All lines from the one containing "Where can you spot the white crosswalk" through the final line of the listing below are to be retyped exactly; nothing else goes in the result.

Supplied entries |
§
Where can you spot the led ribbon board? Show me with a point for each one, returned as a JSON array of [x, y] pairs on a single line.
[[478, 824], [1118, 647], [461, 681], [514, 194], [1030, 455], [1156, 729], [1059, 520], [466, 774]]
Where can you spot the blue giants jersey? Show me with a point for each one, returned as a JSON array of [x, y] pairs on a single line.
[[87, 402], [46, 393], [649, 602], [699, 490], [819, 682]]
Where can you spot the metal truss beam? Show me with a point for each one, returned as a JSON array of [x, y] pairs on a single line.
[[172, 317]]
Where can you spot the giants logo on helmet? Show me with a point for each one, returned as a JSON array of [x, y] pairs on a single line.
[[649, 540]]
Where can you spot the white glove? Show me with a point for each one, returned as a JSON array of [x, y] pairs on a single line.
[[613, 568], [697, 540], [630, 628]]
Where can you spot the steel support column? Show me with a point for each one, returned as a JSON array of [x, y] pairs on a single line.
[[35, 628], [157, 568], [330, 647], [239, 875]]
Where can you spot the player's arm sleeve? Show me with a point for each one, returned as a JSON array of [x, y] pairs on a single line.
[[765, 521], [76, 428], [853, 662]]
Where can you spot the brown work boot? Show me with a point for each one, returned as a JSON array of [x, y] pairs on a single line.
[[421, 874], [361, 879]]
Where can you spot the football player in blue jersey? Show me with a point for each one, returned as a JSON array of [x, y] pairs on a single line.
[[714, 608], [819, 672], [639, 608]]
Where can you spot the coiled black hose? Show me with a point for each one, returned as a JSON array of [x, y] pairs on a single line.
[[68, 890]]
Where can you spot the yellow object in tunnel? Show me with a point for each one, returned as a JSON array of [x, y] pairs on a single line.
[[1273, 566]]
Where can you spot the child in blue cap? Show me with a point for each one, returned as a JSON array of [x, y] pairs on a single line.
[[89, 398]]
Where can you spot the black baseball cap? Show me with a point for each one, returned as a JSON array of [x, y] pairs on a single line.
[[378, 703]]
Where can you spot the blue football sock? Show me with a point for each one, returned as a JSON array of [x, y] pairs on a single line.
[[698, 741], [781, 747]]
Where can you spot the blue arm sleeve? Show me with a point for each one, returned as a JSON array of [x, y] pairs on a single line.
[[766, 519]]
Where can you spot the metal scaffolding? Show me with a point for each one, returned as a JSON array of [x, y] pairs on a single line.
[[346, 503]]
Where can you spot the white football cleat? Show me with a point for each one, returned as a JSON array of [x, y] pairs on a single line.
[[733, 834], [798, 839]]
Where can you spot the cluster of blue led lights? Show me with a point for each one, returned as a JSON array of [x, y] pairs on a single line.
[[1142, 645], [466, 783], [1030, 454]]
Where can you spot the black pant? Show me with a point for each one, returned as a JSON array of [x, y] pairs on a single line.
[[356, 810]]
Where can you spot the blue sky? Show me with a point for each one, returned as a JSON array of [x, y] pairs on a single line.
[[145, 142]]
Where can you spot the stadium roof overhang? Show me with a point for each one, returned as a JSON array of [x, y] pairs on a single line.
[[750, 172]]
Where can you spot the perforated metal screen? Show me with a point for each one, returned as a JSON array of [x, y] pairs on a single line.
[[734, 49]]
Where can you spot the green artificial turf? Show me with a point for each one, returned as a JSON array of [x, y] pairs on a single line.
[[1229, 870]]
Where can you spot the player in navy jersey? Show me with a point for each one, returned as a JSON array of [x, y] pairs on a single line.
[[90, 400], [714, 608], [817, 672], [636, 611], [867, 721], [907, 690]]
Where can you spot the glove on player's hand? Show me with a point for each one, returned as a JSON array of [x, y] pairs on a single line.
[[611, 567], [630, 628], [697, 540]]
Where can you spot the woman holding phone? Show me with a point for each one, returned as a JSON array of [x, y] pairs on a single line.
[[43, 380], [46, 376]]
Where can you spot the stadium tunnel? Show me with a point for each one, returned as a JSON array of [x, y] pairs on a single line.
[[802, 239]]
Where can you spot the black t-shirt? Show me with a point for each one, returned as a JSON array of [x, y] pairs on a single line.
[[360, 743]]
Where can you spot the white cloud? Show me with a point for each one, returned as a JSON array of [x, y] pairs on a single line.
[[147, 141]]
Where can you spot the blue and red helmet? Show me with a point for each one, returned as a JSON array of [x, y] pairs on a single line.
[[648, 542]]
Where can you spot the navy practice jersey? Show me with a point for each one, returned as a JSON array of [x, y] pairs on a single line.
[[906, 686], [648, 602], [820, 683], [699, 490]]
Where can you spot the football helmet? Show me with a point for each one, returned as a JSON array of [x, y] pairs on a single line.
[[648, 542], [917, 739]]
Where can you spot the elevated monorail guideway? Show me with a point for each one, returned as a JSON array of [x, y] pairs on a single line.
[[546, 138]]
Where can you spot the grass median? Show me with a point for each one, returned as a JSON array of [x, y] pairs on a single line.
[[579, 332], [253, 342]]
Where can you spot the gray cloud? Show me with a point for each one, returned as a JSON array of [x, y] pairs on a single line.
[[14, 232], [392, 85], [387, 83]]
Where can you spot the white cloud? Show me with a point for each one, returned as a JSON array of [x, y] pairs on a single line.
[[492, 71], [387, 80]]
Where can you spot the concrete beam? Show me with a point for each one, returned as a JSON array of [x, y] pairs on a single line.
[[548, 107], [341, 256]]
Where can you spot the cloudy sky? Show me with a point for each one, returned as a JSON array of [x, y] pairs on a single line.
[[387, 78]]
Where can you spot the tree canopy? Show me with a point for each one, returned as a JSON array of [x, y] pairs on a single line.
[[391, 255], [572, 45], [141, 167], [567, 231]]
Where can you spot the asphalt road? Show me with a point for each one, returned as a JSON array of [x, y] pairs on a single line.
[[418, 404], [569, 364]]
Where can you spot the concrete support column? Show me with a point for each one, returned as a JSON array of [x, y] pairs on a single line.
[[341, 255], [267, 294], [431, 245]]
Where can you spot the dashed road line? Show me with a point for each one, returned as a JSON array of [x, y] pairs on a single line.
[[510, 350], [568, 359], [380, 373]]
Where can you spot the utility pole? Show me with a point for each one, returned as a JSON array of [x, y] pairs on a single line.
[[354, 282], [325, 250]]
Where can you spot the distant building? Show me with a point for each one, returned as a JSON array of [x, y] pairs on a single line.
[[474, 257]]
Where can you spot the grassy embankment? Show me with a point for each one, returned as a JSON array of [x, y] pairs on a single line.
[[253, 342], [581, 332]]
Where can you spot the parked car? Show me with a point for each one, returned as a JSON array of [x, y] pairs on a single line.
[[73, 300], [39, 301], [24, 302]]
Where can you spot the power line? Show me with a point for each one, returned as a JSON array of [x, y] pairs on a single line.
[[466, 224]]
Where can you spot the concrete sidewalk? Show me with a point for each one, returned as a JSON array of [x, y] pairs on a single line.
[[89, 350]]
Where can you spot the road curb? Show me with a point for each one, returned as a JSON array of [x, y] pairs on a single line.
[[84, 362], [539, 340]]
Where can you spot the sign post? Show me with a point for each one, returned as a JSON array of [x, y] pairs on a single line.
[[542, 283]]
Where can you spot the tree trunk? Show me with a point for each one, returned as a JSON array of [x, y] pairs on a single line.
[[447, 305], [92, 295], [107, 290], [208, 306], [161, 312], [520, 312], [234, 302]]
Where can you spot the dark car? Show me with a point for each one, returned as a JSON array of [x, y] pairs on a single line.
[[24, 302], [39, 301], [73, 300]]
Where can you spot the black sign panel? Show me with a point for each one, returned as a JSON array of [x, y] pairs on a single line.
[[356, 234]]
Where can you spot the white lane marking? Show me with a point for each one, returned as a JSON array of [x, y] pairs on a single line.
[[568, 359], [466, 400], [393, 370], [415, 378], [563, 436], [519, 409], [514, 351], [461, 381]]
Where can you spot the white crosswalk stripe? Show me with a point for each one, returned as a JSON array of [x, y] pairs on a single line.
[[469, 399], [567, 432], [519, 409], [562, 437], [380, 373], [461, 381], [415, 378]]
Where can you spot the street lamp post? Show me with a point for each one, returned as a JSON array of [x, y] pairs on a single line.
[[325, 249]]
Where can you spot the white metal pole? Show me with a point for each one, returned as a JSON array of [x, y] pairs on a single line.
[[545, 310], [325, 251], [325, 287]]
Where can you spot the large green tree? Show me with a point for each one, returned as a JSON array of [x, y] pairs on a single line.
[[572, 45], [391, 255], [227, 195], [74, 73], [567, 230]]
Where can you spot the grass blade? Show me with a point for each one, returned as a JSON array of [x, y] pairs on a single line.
§
Your solution |
Where can you spot the white crosswalk stripe? Show me with a point for each one, returned as a JSON array of [x, y] pairs on a single line.
[[469, 399], [567, 432], [519, 409], [562, 437], [380, 373], [461, 381], [415, 378]]
Where can you spot the street lamp post? Show me with a point for each one, returned as a JSON array of [x, y] pairs on a single line.
[[325, 249]]
Where can you spot the white metal pole? Show me with a point for each one, returned as a JSON array of [x, y] pairs on a single line.
[[545, 310], [325, 251], [325, 287]]
Where can you spot the large green tree? Show me with a point for each one, returned as a JSON array of [x, y] pairs on a single line.
[[572, 45], [391, 255], [227, 195], [74, 73], [567, 230]]
Where can you spot the grass blade? Show me with a point for each one, returned as a JSON array of [x, y] pairs on a single line.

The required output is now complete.